:: DATASET EXTRACT
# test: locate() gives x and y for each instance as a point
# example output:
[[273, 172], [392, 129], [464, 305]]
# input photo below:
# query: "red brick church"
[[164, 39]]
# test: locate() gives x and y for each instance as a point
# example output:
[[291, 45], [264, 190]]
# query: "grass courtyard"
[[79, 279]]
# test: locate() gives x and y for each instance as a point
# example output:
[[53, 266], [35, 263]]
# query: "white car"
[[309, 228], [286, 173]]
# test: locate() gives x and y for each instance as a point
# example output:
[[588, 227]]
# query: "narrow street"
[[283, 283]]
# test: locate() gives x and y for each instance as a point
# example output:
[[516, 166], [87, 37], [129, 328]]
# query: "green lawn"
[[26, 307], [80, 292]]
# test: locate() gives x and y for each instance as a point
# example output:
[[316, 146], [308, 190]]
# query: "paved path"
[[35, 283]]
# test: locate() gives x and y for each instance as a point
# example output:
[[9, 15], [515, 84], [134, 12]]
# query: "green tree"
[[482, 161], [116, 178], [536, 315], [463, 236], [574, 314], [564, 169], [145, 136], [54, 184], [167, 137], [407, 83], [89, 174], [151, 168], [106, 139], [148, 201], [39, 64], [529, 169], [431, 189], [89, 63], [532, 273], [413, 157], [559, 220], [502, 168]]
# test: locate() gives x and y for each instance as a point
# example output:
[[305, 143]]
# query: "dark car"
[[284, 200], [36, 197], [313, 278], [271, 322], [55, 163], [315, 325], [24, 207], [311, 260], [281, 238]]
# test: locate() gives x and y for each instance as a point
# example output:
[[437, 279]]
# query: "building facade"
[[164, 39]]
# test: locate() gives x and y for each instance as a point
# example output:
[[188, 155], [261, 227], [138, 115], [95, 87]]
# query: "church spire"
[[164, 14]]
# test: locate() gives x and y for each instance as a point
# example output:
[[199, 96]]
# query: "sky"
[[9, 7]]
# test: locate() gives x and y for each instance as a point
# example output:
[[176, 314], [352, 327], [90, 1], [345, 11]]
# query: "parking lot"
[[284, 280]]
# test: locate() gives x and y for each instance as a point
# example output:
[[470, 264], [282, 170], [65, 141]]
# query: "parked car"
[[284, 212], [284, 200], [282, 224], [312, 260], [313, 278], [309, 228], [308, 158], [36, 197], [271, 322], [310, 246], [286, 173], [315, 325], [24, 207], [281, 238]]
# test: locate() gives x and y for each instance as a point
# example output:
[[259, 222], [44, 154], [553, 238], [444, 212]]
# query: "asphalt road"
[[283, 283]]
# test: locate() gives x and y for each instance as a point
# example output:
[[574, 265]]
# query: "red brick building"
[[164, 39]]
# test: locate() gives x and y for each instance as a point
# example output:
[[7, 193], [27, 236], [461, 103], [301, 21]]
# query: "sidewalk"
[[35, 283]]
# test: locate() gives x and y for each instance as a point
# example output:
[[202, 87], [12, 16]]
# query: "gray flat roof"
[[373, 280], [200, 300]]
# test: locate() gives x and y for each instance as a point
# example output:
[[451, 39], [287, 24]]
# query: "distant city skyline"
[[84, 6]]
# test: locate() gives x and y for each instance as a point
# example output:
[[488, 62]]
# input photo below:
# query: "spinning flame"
::::
▸ **PROBLEM TO WORK ON**
Output the records exactly, including every line.

▸ **RESULT FOR THIS EXERCISE**
# test: locate() gives x and y for each instance as a point
# example output:
[[273, 172], [392, 129], [464, 305]]
# input photo below:
# query: "red brick church"
[[164, 39]]
# test: locate() gives x and y for each instance as a point
# example output:
[[291, 45], [264, 190]]
# query: "grass courtyard"
[[79, 279]]
# test: locate() gives x and y for each instance as a point
# example output:
[[53, 266], [35, 263]]
# query: "white car"
[[309, 228], [286, 173]]
# test: locate() gives x and y for each instance as a point
# example output:
[[588, 227]]
# query: "narrow street"
[[283, 283]]
# test: locate() gives x and y for each instance as a point
# example output:
[[516, 166], [87, 37], [129, 328]]
# query: "green lawn"
[[26, 307], [80, 292]]
# test: locate() gives x and y for each instance as a point
# example output:
[[316, 146], [308, 190]]
# query: "paved path"
[[35, 283]]
# test: locate() gives x and y for each instance as a point
# example output:
[[9, 15], [515, 84], [134, 12]]
# query: "green tree"
[[482, 161], [116, 178], [536, 315], [463, 236], [574, 314], [564, 169], [145, 136], [54, 184], [167, 137], [407, 83], [89, 174], [151, 168], [106, 139], [148, 201], [39, 64], [529, 169], [431, 189], [89, 63], [532, 273], [413, 157], [559, 220], [502, 168]]
# test: locate() gives x and y for each instance as a point
# example output:
[[305, 143]]
# query: "dark car"
[[284, 200], [36, 197], [313, 278], [271, 322], [55, 163], [315, 325], [24, 207], [311, 260], [281, 238]]
# test: locate() gives x and y for each instance as a point
# example output:
[[437, 279]]
# query: "building facade"
[[164, 39]]
# test: locate() gives x and y for each instance as a point
# example output:
[[188, 155], [261, 227], [138, 115], [95, 87]]
# query: "church spire"
[[164, 14]]
# test: locate() gives x and y for each instance as a point
# example output:
[[199, 96]]
# query: "sky"
[[9, 7]]
# test: locate() gives x and y for each instance as a point
# example output:
[[176, 314], [352, 327], [90, 1], [345, 11]]
# query: "parking lot"
[[284, 280]]
# test: locate() gives x and y for each instance as a point
# example output:
[[470, 264], [282, 170], [65, 141]]
# query: "parked car"
[[284, 212], [284, 200], [282, 224], [312, 260], [313, 278], [309, 228], [308, 158], [36, 197], [271, 322], [310, 246], [286, 173], [315, 325], [24, 207], [281, 238]]
# test: locate() gives x and y for each instance as a point
# example output:
[[259, 222], [44, 154], [553, 238], [444, 212]]
# query: "asphalt road"
[[283, 283]]
# test: locate() gives x and y for each instance as a point
# example output:
[[574, 265]]
# query: "red brick building"
[[164, 39]]
# test: locate() gives x and y for each instance as a point
# example output:
[[7, 193], [27, 236], [461, 103], [301, 21]]
# query: "sidewalk"
[[35, 283]]
# test: locate() gives x and y for each instance as a point
# example output:
[[202, 87], [12, 16]]
# query: "gray flat roof"
[[373, 280], [200, 300]]
# test: locate() gives x and y for each instance as a point
# example output:
[[451, 39], [287, 24]]
# query: "distant city skyline"
[[84, 6]]
# test: locate() gives x and y for each instance as a point
# example output:
[[488, 62]]
# input photo below:
# query: "spinning flame"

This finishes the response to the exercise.